• **Task**
Copy each of the entries below word for word, keeping every line as it appears.
* Begin *
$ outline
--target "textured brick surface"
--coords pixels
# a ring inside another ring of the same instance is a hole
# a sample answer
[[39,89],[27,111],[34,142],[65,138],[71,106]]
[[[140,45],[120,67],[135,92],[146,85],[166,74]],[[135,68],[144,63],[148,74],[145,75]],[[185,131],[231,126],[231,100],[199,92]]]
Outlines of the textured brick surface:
* End *
• **Written answer**
$ outline
--target "textured brick surface"
--coords pixels
# a ring inside another ring of the same instance is a hole
# a sample answer
[[39,89],[27,111],[34,142],[65,138],[71,106]]
[[[140,45],[120,67],[135,92],[146,85],[166,74]],[[135,68],[144,63],[148,74],[145,75]],[[185,131],[231,126],[231,100],[199,92]]]
Outlines of the textured brick surface:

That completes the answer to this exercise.